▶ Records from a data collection
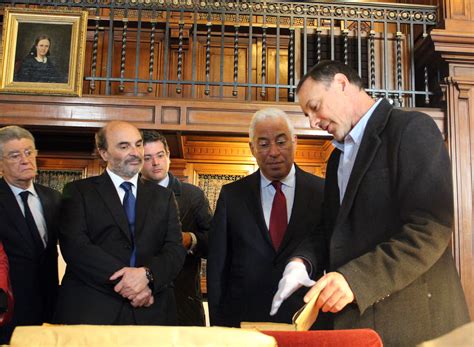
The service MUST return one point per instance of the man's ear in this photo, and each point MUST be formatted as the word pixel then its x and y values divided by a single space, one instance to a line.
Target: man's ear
pixel 103 154
pixel 252 149
pixel 341 81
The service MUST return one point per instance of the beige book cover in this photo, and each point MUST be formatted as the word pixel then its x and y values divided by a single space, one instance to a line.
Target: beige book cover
pixel 303 319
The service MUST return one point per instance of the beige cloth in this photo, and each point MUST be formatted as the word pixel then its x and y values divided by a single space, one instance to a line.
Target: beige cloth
pixel 107 335
pixel 460 337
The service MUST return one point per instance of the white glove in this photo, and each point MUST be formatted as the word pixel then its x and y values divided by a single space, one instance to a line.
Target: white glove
pixel 294 276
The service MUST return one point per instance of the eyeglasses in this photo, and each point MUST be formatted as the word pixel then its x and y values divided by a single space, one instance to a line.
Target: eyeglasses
pixel 264 146
pixel 149 157
pixel 15 157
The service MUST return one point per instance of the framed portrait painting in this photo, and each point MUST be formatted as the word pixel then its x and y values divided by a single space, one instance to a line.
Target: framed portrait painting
pixel 43 51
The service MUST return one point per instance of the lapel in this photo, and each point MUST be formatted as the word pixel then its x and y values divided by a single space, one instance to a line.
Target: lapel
pixel 144 196
pixel 175 185
pixel 368 148
pixel 13 211
pixel 48 212
pixel 254 201
pixel 302 197
pixel 109 196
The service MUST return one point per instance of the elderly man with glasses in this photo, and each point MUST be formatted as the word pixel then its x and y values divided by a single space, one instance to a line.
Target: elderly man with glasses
pixel 28 215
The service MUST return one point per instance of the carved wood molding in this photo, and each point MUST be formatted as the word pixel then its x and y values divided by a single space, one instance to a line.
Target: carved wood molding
pixel 454 46
pixel 184 115
pixel 164 114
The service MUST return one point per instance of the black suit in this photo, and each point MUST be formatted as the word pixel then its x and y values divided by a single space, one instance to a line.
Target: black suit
pixel 95 242
pixel 195 216
pixel 390 236
pixel 243 267
pixel 33 276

▶ EXERCISE DIRECTIONS
From the line that has "Target: beige book cover" through the line that has "the beige cloth", copy every line exactly as it appears above, and leave out all others.

▶ SOLUTION
Target: beige book cover
pixel 303 319
The service MUST return one point per instance of the beige cloth in this photo, and each point MUST be formatted as the word pixel then its x and y values divided by a single space, one instance to a line.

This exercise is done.